#### PASSAGE GIVEN
>> start
The opinion of the court was delivered by: GRIESA


 This is an action under Section 16(b) of the Securities Exchange Act of 1934, 15 U.S.C. § 78p(b). Plaintiff The Reece Corporation, whose stock is publicly traded on the New York Stock Exchange, seeks to recover alleged short-swing profits realized by defendant Walco National Corporation in connection with the latter's transactions in Reece stock.

 Walco moves for summary judgment dismissing the complaint. Reece cross-moves for summary judgment in its favor. Walco's motion is denied. Reece's cross-motion is granted on the issue of liability under § 16(b), subject to determination of the amount of recovery in further proceedings.
>> end
#### GIVEN INSTRUCTION A
Rewrite everything from the row containing "athlete's arm, one" down to the end of the rows, keeping the requests, and shift each x and y coordinate in the answer points up by 83. Give only that range.
The court opinion and the rows after it come from unrelated sources.

#### GIVEN ENTRIES
>> start
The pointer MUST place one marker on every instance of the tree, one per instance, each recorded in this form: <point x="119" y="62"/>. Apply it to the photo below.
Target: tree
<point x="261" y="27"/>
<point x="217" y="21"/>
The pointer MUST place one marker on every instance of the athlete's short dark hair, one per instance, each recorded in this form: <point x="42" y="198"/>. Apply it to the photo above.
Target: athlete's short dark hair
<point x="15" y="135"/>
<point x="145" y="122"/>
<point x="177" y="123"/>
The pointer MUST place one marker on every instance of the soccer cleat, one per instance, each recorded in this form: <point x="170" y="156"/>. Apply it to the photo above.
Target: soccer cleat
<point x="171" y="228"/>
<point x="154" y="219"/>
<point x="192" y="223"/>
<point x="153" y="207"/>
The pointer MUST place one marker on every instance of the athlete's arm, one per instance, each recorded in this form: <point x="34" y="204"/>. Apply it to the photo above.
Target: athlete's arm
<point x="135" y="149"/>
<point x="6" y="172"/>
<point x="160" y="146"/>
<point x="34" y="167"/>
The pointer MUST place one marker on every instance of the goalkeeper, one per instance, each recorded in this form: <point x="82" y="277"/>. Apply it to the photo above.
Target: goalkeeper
>> end
#### GIVEN INSTRUCTION B
Copy everything from "The opinion of" down to "in further proceedings." in the court opinion, changing "Walco" to "Walton" wherever it occurs.

#### WRITTEN ANSWER A
The pointer MUST place one marker on every instance of the athlete's arm, one per instance, each recorded in this form: <point x="34" y="204"/>. Apply it to the photo above.
Target: athlete's arm
<point x="218" y="232"/>
<point x="89" y="255"/>
<point x="243" y="229"/>
<point x="117" y="250"/>
The pointer MUST place one marker on every instance of the goalkeeper, one per instance, each recorded in this form: <point x="82" y="277"/>. Apply it to the photo above.
Target: goalkeeper

#### WRITTEN ANSWER B
The opinion of the court was delivered by: GRIESA


 This is an action under Section 16(b) of the Securities Exchange Act of 1934, 15 U.S.C. § 78p(b). Plaintiff The Reece Corporation, whose stock is publicly traded on the New York Stock Exchange, seeks to recover alleged short-swing profits realized by defendant Walton National Corporation in connection with the latter's transactions in Reece stock.

 Walton moves for summary judgment dismissing the complaint. Reece cross-moves for summary judgment in its favor. Walton's motion is denied. Reece's cross-motion is granted on the issue of liability under § 16(b), subject to determination of the amount of recovery in further proceedings.